**Data for processing:**
::::::::::
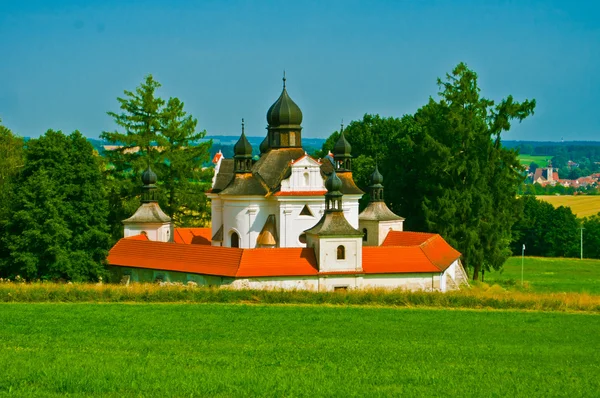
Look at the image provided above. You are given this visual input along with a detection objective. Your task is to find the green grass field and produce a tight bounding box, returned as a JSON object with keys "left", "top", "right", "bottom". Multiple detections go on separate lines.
{"left": 488, "top": 256, "right": 600, "bottom": 294}
{"left": 537, "top": 195, "right": 600, "bottom": 218}
{"left": 518, "top": 154, "right": 551, "bottom": 166}
{"left": 0, "top": 304, "right": 598, "bottom": 397}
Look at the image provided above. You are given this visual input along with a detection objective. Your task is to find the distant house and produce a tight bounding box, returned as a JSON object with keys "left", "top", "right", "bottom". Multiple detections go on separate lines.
{"left": 533, "top": 165, "right": 558, "bottom": 186}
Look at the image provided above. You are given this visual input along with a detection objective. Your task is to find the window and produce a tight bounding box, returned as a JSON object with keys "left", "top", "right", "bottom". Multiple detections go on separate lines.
{"left": 334, "top": 286, "right": 348, "bottom": 292}
{"left": 303, "top": 172, "right": 309, "bottom": 186}
{"left": 362, "top": 228, "right": 368, "bottom": 242}
{"left": 337, "top": 245, "right": 345, "bottom": 260}
{"left": 231, "top": 231, "right": 240, "bottom": 248}
{"left": 300, "top": 205, "right": 313, "bottom": 216}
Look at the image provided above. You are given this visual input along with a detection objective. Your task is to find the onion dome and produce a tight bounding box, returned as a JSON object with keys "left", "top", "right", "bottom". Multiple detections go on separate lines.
{"left": 370, "top": 164, "right": 383, "bottom": 186}
{"left": 333, "top": 129, "right": 352, "bottom": 157}
{"left": 234, "top": 119, "right": 253, "bottom": 173}
{"left": 325, "top": 170, "right": 343, "bottom": 193}
{"left": 266, "top": 75, "right": 303, "bottom": 128}
{"left": 142, "top": 166, "right": 157, "bottom": 185}
{"left": 259, "top": 135, "right": 269, "bottom": 155}
{"left": 234, "top": 125, "right": 252, "bottom": 158}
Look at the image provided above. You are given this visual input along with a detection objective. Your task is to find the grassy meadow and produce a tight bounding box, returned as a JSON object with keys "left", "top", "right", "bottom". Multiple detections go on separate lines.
{"left": 518, "top": 154, "right": 551, "bottom": 167}
{"left": 0, "top": 303, "right": 599, "bottom": 397}
{"left": 537, "top": 195, "right": 600, "bottom": 218}
{"left": 488, "top": 256, "right": 600, "bottom": 294}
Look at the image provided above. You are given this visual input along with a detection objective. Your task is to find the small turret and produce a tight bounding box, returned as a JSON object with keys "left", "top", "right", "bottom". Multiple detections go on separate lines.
{"left": 266, "top": 73, "right": 303, "bottom": 148}
{"left": 234, "top": 119, "right": 253, "bottom": 173}
{"left": 333, "top": 123, "right": 352, "bottom": 171}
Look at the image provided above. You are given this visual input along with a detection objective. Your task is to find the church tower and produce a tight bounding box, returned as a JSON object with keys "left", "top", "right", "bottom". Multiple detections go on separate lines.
{"left": 122, "top": 166, "right": 172, "bottom": 242}
{"left": 265, "top": 74, "right": 303, "bottom": 149}
{"left": 358, "top": 164, "right": 404, "bottom": 246}
{"left": 333, "top": 123, "right": 352, "bottom": 171}
{"left": 234, "top": 119, "right": 253, "bottom": 173}
{"left": 304, "top": 170, "right": 363, "bottom": 272}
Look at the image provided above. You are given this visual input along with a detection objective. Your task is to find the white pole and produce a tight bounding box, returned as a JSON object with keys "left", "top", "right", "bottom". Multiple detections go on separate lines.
{"left": 521, "top": 244, "right": 525, "bottom": 286}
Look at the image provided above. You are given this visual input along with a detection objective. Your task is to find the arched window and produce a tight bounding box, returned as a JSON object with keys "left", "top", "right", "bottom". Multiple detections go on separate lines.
{"left": 337, "top": 245, "right": 345, "bottom": 260}
{"left": 303, "top": 172, "right": 309, "bottom": 186}
{"left": 230, "top": 232, "right": 240, "bottom": 248}
{"left": 362, "top": 228, "right": 368, "bottom": 242}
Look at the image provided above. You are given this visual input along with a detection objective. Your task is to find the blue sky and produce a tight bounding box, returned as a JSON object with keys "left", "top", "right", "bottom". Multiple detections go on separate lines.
::::::::::
**Problem:**
Apart from the pictures, write every entry out again exactly.

**Solution to this exercise:**
Look at the image provided above. You are given this visual input along with a detection objective. Your task is to find the green grass field and produce a tight bounding box, returned as a JSON object with keys "left", "top", "right", "bottom". Multiple detections go on separate lines.
{"left": 488, "top": 256, "right": 600, "bottom": 294}
{"left": 537, "top": 195, "right": 600, "bottom": 218}
{"left": 518, "top": 154, "right": 551, "bottom": 166}
{"left": 0, "top": 304, "right": 598, "bottom": 397}
Look at the image provided above. You are given this visual input along with a detection objective. Your task is to find the distant house and produce a tight bounding box, returned as a JSON object with keys "left", "top", "right", "bottom". Multiple detections go on separate lines.
{"left": 533, "top": 165, "right": 558, "bottom": 186}
Look at the image provided above. You are given this visual input along with a detection objective. Your task is to find the window and produce a tight bounding box, returned as a JSON object with keys "left", "top", "right", "bottom". Multiple detections go on separate lines.
{"left": 334, "top": 286, "right": 348, "bottom": 292}
{"left": 303, "top": 172, "right": 309, "bottom": 186}
{"left": 362, "top": 228, "right": 368, "bottom": 242}
{"left": 337, "top": 245, "right": 345, "bottom": 260}
{"left": 231, "top": 231, "right": 240, "bottom": 248}
{"left": 300, "top": 205, "right": 313, "bottom": 216}
Look at the image provided above. You are given this visual input along with a detection objective. Your task is to find the onion dome and produce a tight bounding box, returned as a JSON object with keys "left", "top", "right", "bottom". Multiple detections go on separate lines.
{"left": 370, "top": 164, "right": 383, "bottom": 186}
{"left": 333, "top": 129, "right": 352, "bottom": 157}
{"left": 234, "top": 119, "right": 253, "bottom": 173}
{"left": 325, "top": 170, "right": 343, "bottom": 193}
{"left": 266, "top": 75, "right": 303, "bottom": 128}
{"left": 142, "top": 166, "right": 157, "bottom": 185}
{"left": 259, "top": 135, "right": 269, "bottom": 155}
{"left": 234, "top": 125, "right": 252, "bottom": 158}
Look at the image provided above. You are given this visual input along with a detection objective. Your task is to find the grassy meadow and produce a tight bounding box, returned as a JSON object with keys "left", "top", "right", "bottom". Multiple detections go on separate lines.
{"left": 518, "top": 154, "right": 551, "bottom": 167}
{"left": 0, "top": 303, "right": 599, "bottom": 397}
{"left": 537, "top": 195, "right": 600, "bottom": 218}
{"left": 488, "top": 256, "right": 600, "bottom": 294}
Look at the image provided above. You are given this visual input along with a detection objective. Your task is to find the small turret and produce a tight bounding box, returned as a JSON object with keys "left", "top", "right", "bottom". Multiple detections go on separate lines.
{"left": 266, "top": 73, "right": 303, "bottom": 148}
{"left": 234, "top": 119, "right": 253, "bottom": 173}
{"left": 333, "top": 123, "right": 352, "bottom": 171}
Look at the image provided above. You are given this visual input along with a detection objective. Your task is to find the church tower and produce a tight bounding box, returned as a JSON object with keys "left", "top", "right", "bottom". Multiple detections go on separate lines.
{"left": 122, "top": 166, "right": 172, "bottom": 242}
{"left": 265, "top": 74, "right": 303, "bottom": 149}
{"left": 358, "top": 164, "right": 404, "bottom": 246}
{"left": 333, "top": 123, "right": 352, "bottom": 171}
{"left": 234, "top": 119, "right": 253, "bottom": 173}
{"left": 304, "top": 170, "right": 363, "bottom": 272}
Look at the image provided above. You are given this visual input along with a detection objective. Your task is to find the white pole and produce a tight bounding box, returned as a JSON object with keys "left", "top", "right", "bottom". Multiple detections go on separate lines.
{"left": 521, "top": 244, "right": 525, "bottom": 286}
Look at the image provided above. You are given this visual input along with a detection objective. Your task is to find the arched window and produce a tight bounding box, returned as a JSON object with keys "left", "top", "right", "bottom". Multiple detections go on separate lines.
{"left": 337, "top": 245, "right": 345, "bottom": 260}
{"left": 303, "top": 172, "right": 309, "bottom": 186}
{"left": 230, "top": 232, "right": 240, "bottom": 248}
{"left": 362, "top": 228, "right": 368, "bottom": 242}
Look at the image provided above. You are given this visual input along with a detection objective. Your task is to find the blue sky and produce a tight bounding box, returned as a JSON object with keys "left", "top", "right", "bottom". Multiple detections go on separate lines.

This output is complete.